CEVA Logistics, now
based in Baar, Switzerland, announced that it has successfully completed its
comprehensive refinancing.
CEVA has raised EUR300 million (US$348 million) of 5.25
per cent Senior Secured Notes due 2025, a $475 million Secured Term Loan B due 2025 and a $585 million Senior
Revolving Credit and Ancillary Facility due 2023. The Company has achieved
attractive terms and was able to upsize the term loan in view of strong demand,
according to a press release.
CEVA has repaid or redeemed all its
previous credit facilities and notes, but for approximately $290 million
principal amount of the nine per cent First Lien Senior Secured Notes which had
not been tendered for early purchase in the cash tender offer and accordingly
will be redeemed early September 2018.
Through the IPO and the refinancing,
CEVA has raised approximately $1.2 billion in equity and approximately $1.4
billion in new debt facilities. In addition, the Company has approximately $450
million of existing ABS/ABL facilities.

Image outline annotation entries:
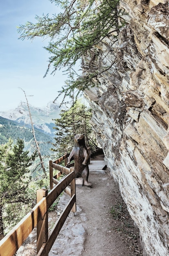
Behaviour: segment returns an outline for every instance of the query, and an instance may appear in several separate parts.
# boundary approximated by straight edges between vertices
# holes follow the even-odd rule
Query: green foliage
[[[68,110],[62,110],[60,116],[60,118],[55,119],[56,126],[53,128],[56,130],[53,146],[57,150],[59,149],[60,155],[66,151],[69,151],[73,147],[75,134],[85,133],[87,146],[97,148],[97,142],[89,123],[91,117],[90,108],[77,101]]]
[[[120,217],[122,211],[122,204],[117,204],[114,206],[112,206],[110,210],[110,213],[115,220],[118,220]]]
[[[27,200],[25,191],[31,180],[29,168],[36,153],[29,155],[24,150],[24,143],[18,139],[12,146],[12,141],[0,145],[0,229],[3,231],[2,211],[7,204],[24,202]],[[6,209],[6,215],[11,213]]]
[[[103,67],[102,70],[95,70],[77,80],[74,70],[75,64],[82,59],[82,66],[85,66],[85,58],[89,51],[101,42],[107,36],[112,40],[124,26],[123,11],[118,8],[119,0],[54,0],[51,1],[61,10],[51,17],[43,15],[36,16],[37,22],[28,22],[18,28],[20,38],[32,40],[36,36],[49,38],[49,45],[45,48],[51,54],[46,74],[51,64],[52,73],[60,68],[65,68],[70,74],[70,80],[62,88],[60,93],[71,95],[75,88],[83,90],[92,83],[92,77],[109,68]],[[95,48],[96,49],[96,48]],[[97,51],[96,51],[97,52]],[[89,69],[89,68],[88,68]]]
[[[18,139],[13,147],[12,143],[9,140],[0,145],[0,205],[13,197],[15,200],[25,199],[24,191],[30,181],[29,167],[36,157],[24,151],[22,140]]]

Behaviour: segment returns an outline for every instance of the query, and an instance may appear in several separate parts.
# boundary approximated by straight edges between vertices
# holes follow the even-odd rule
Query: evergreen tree
[[[95,137],[92,132],[90,120],[91,117],[91,109],[77,100],[68,110],[62,110],[60,118],[55,119],[56,130],[53,146],[60,155],[66,151],[69,151],[74,145],[74,134],[85,133],[88,146],[97,148]]]
[[[25,190],[30,181],[29,167],[35,158],[36,154],[29,155],[24,151],[23,141],[18,139],[12,146],[12,141],[0,145],[0,234],[3,233],[2,217],[3,207],[6,204],[26,200]]]
[[[60,68],[66,68],[70,81],[60,93],[70,96],[75,88],[83,91],[91,85],[93,78],[110,68],[114,63],[114,60],[107,67],[105,61],[103,65],[100,63],[104,63],[104,60],[100,58],[98,67],[92,65],[92,61],[98,55],[96,45],[107,36],[112,39],[110,48],[117,40],[120,28],[125,23],[123,11],[119,8],[119,0],[51,0],[61,11],[51,17],[48,14],[42,17],[36,16],[35,24],[28,22],[20,26],[18,29],[21,34],[19,38],[32,40],[41,36],[49,38],[49,45],[45,48],[51,56],[44,76],[52,65],[54,68],[52,73]],[[102,58],[106,58],[106,55]],[[87,56],[89,61],[85,63]],[[74,75],[77,75],[74,67],[79,60],[83,70],[87,72],[76,80],[73,78]]]

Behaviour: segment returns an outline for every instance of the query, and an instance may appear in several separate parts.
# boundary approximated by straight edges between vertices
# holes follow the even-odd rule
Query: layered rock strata
[[[85,96],[111,174],[139,227],[144,254],[169,255],[168,1],[123,0],[127,23],[86,63],[109,65]],[[85,72],[90,72],[87,69]]]

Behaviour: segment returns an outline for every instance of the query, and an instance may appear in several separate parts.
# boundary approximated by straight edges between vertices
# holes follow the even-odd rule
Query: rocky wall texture
[[[111,67],[93,80],[96,86],[85,95],[107,164],[140,228],[145,255],[167,256],[169,2],[123,0],[120,5],[128,15],[118,42],[109,36],[97,45],[84,74],[100,59]]]

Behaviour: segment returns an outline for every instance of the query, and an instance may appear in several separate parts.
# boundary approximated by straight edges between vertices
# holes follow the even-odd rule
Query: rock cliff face
[[[105,160],[140,228],[145,255],[169,255],[169,8],[168,0],[123,0],[118,43],[97,56],[111,68],[85,92]],[[86,72],[86,71],[85,71]],[[89,70],[88,70],[88,72]]]

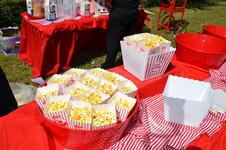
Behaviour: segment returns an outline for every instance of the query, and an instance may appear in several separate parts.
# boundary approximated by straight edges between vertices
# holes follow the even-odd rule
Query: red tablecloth
[[[133,77],[131,74],[126,72],[122,66],[113,68],[111,69],[111,71],[124,75],[125,77],[134,81],[139,88],[138,92],[142,98],[161,93],[169,74],[193,78],[197,80],[204,80],[209,77],[209,74],[197,71],[192,68],[176,67],[168,71],[162,77],[158,77],[142,83],[138,79],[135,79],[135,77]],[[157,86],[161,88],[156,89]],[[31,102],[25,106],[22,106],[9,115],[0,118],[0,149],[63,149],[62,146],[54,141],[52,135],[43,128],[42,122],[43,115],[39,111],[35,102]],[[145,144],[145,141],[143,141],[143,144]],[[121,146],[123,147],[123,145]],[[225,147],[226,123],[223,123],[223,127],[216,134],[211,137],[209,137],[207,134],[201,135],[198,139],[194,140],[190,144],[188,149],[223,150],[225,149]]]
[[[18,57],[32,66],[32,78],[69,69],[79,50],[106,50],[108,16],[84,17],[79,20],[42,25],[22,13],[21,49]],[[137,32],[149,16],[139,11]]]

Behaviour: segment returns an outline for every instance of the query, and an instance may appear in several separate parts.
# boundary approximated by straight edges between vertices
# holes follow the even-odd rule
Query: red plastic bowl
[[[217,69],[226,59],[226,41],[205,34],[183,33],[176,36],[179,61],[204,69]]]
[[[130,120],[135,117],[140,106],[139,96],[133,110],[124,122],[97,130],[76,130],[58,125],[43,116],[42,126],[53,139],[66,149],[102,150],[115,144],[123,135]],[[41,110],[40,110],[41,111]],[[41,113],[41,112],[40,112]]]
[[[208,24],[203,26],[203,31],[205,34],[226,40],[226,26]]]

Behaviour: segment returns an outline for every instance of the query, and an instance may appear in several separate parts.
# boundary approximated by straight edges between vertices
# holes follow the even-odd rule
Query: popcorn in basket
[[[58,84],[51,84],[37,89],[35,99],[43,99],[50,96],[57,96],[61,93],[60,86]]]
[[[96,105],[100,103],[105,103],[109,97],[109,95],[93,90],[86,93],[83,97],[81,97],[80,100],[84,102],[89,102],[92,105]]]
[[[125,80],[119,84],[119,91],[121,91],[122,93],[128,96],[135,97],[137,92],[137,87],[130,80]]]
[[[111,98],[110,103],[115,104],[117,117],[120,121],[125,121],[129,112],[136,104],[136,99],[129,97],[121,92],[116,92]]]
[[[67,125],[70,99],[70,95],[49,97],[44,106],[44,115],[55,123],[63,122],[65,125]]]
[[[89,72],[97,77],[102,77],[107,71],[101,68],[90,69]]]
[[[73,84],[65,88],[63,90],[63,94],[71,95],[72,100],[76,100],[82,95],[84,95],[85,93],[87,93],[89,90],[90,90],[89,88],[87,88],[86,86],[78,82],[76,84]]]
[[[86,72],[86,69],[72,68],[64,73],[64,75],[72,76],[74,82],[78,81]]]
[[[92,105],[89,102],[70,101],[69,127],[90,130],[92,123]]]
[[[92,129],[102,129],[117,123],[114,104],[103,104],[93,106]]]
[[[124,77],[120,76],[117,73],[106,72],[103,78],[113,84],[118,85],[120,82],[126,80]]]
[[[176,51],[170,48],[170,41],[159,36],[155,38],[146,40],[147,43],[155,42],[156,47],[150,44],[151,48],[142,43],[133,46],[128,41],[121,41],[124,68],[141,81],[164,74]]]
[[[99,80],[99,78],[87,73],[82,77],[80,82],[89,88],[94,88],[98,84]]]
[[[101,91],[104,94],[111,96],[117,90],[117,86],[112,84],[111,82],[101,80],[96,89],[97,91]]]
[[[129,45],[135,47],[135,49],[145,55],[150,55],[159,52],[166,52],[169,50],[171,42],[164,39],[161,36],[141,33],[124,37]],[[134,44],[135,42],[135,44]]]
[[[59,84],[62,89],[72,84],[72,77],[69,75],[54,74],[47,84]]]

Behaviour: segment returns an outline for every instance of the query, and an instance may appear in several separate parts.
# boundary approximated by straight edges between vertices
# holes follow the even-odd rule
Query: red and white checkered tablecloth
[[[226,76],[216,70],[210,70],[210,82],[213,89],[226,91]],[[168,122],[164,119],[164,101],[161,94],[141,100],[141,107],[131,121],[123,138],[109,150],[151,150],[185,149],[201,134],[212,136],[226,121],[226,114],[209,111],[200,127],[189,127]]]

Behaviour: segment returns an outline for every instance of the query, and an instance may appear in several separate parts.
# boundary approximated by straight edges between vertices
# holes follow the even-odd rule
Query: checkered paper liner
[[[118,105],[116,105],[115,108],[116,108],[117,119],[119,121],[125,121],[129,115],[130,111],[128,111],[125,108],[122,108]]]

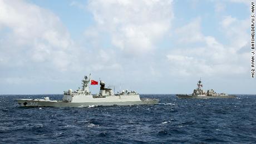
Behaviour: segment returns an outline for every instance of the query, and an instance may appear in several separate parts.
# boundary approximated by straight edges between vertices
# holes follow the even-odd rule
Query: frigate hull
[[[192,96],[189,95],[177,95],[179,98],[199,98],[199,99],[208,99],[208,98],[236,98],[235,96]]]
[[[34,100],[17,100],[18,103],[23,107],[81,107],[100,106],[131,106],[140,105],[155,105],[159,102],[158,99],[148,99],[141,101],[126,101],[126,102],[66,102],[57,101],[38,101]]]

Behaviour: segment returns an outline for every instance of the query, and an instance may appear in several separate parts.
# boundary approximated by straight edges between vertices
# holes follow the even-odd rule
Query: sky
[[[250,1],[0,0],[0,94],[255,94]],[[99,86],[91,86],[92,93]]]

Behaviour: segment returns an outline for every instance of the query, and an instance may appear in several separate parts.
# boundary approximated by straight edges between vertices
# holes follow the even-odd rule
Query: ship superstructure
[[[50,106],[50,107],[86,107],[89,106],[154,105],[159,102],[158,99],[140,98],[135,91],[127,90],[115,94],[111,88],[105,88],[105,83],[100,81],[99,93],[92,95],[89,90],[89,83],[93,80],[85,76],[82,80],[82,88],[76,91],[71,89],[64,91],[62,101],[44,99],[18,99],[18,103],[22,106]]]
[[[213,89],[207,90],[202,89],[203,83],[201,79],[198,82],[197,88],[194,90],[191,95],[177,95],[179,98],[235,98],[234,96],[230,96],[225,93],[217,93]]]

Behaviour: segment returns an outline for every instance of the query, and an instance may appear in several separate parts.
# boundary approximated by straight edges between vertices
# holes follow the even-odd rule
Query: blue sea
[[[178,99],[141,95],[156,105],[21,107],[15,98],[61,95],[0,95],[0,143],[255,143],[256,95],[233,99]]]

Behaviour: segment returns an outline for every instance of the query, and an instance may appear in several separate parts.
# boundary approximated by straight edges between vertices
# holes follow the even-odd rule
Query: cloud
[[[4,59],[0,64],[46,62],[65,70],[70,64],[67,59],[71,58],[68,48],[73,42],[59,18],[50,11],[23,1],[1,0],[0,26],[0,31],[8,31],[8,34],[0,34]]]
[[[186,37],[180,37],[178,41],[180,43],[193,43],[204,41],[204,36],[201,33],[201,18],[198,17],[192,20],[188,24],[178,28],[176,33],[178,35],[186,34]]]
[[[141,54],[155,48],[168,32],[173,18],[172,1],[91,1],[99,32],[106,32],[112,44],[125,52]]]
[[[213,36],[204,36],[200,31],[198,19],[178,28],[176,36],[178,39],[180,39],[183,46],[188,44],[189,47],[181,46],[173,49],[166,54],[171,74],[220,76],[245,73],[248,71],[244,63],[248,60],[248,52],[240,53],[238,51],[248,42],[245,39],[248,37],[245,27],[248,23],[245,22],[245,20],[239,21],[230,16],[224,17],[220,24],[222,31],[229,37],[228,38],[230,42],[228,44],[220,43]],[[183,39],[183,33],[188,34],[186,39]],[[234,42],[236,41],[239,43]],[[194,44],[198,42],[200,42],[200,46]],[[234,69],[235,71],[232,70]]]

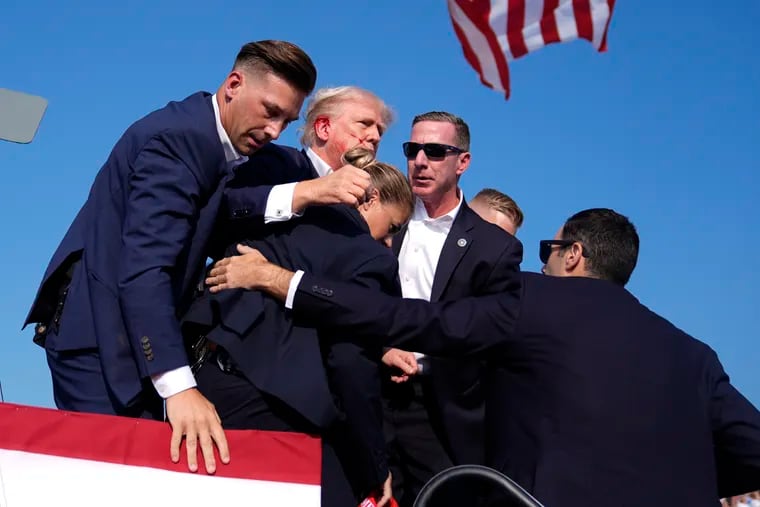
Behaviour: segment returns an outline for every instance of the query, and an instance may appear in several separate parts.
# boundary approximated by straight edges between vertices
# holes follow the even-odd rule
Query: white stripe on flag
[[[449,0],[449,12],[454,22],[467,37],[467,41],[470,43],[473,53],[475,53],[480,63],[480,69],[483,77],[483,81],[488,83],[488,86],[495,90],[502,90],[501,79],[499,78],[499,70],[496,67],[496,60],[494,59],[491,48],[488,45],[488,41],[485,36],[480,33],[475,25],[472,24],[470,18],[462,12],[462,9],[456,4],[454,0]]]
[[[578,38],[578,26],[575,24],[573,0],[560,2],[559,7],[554,11],[554,19],[557,20],[557,33],[562,42]]]
[[[544,36],[541,33],[541,17],[544,14],[543,0],[534,0],[525,3],[525,28],[523,39],[528,52],[544,47]]]
[[[234,451],[234,449],[233,449]],[[318,506],[319,486],[0,450],[3,507]]]
[[[512,51],[509,49],[509,40],[507,39],[507,2],[491,2],[491,10],[488,13],[488,26],[496,35],[496,41],[499,43],[501,51],[504,53],[507,61],[512,59]]]
[[[0,403],[0,505],[319,505],[319,439],[225,434],[230,464],[193,474],[169,459],[168,424]]]
[[[591,1],[591,19],[594,25],[594,47],[599,49],[604,40],[604,29],[607,28],[607,20],[610,18],[610,6],[607,0]]]

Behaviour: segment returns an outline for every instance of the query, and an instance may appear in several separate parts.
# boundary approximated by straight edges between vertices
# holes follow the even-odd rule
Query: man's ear
[[[568,273],[582,271],[585,267],[583,260],[583,245],[575,242],[565,250],[564,255],[565,271]]]
[[[361,203],[362,209],[368,210],[372,206],[380,204],[380,192],[373,188],[367,192],[367,198]]]
[[[330,138],[330,130],[330,118],[327,116],[320,116],[314,120],[314,133],[317,135],[317,138],[323,143],[326,143]]]
[[[242,88],[245,77],[239,70],[233,70],[224,80],[224,100],[229,102]]]

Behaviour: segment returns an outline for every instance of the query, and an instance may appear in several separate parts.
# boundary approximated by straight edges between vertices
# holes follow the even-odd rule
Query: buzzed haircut
[[[580,211],[565,222],[562,239],[581,243],[591,275],[628,283],[639,257],[639,235],[627,217],[608,208]]]
[[[317,69],[303,49],[292,42],[260,40],[240,48],[233,69],[251,73],[271,72],[308,95],[314,91]]]

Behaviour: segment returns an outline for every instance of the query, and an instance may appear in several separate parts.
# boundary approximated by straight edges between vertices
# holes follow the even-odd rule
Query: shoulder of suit
[[[211,94],[198,92],[181,101],[172,101],[133,123],[127,130],[146,142],[166,137],[183,144],[188,150],[196,148],[205,156],[224,158],[224,150],[216,130]],[[204,118],[205,117],[205,118]],[[209,151],[208,147],[218,147]]]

What you have to do: From the CEVA refinancing announcement above, print the passage that begins at the words "CEVA has repaid" and stops after the words "early September 2018.".

Response to this exercise:
CEVA has repaid or redeemed all its
previous credit facilities and notes, but for approximately $290 million
principal amount of the nine per cent First Lien Senior Secured Notes which had
not been tendered for early purchase in the cash tender offer and accordingly
will be redeemed early September 2018.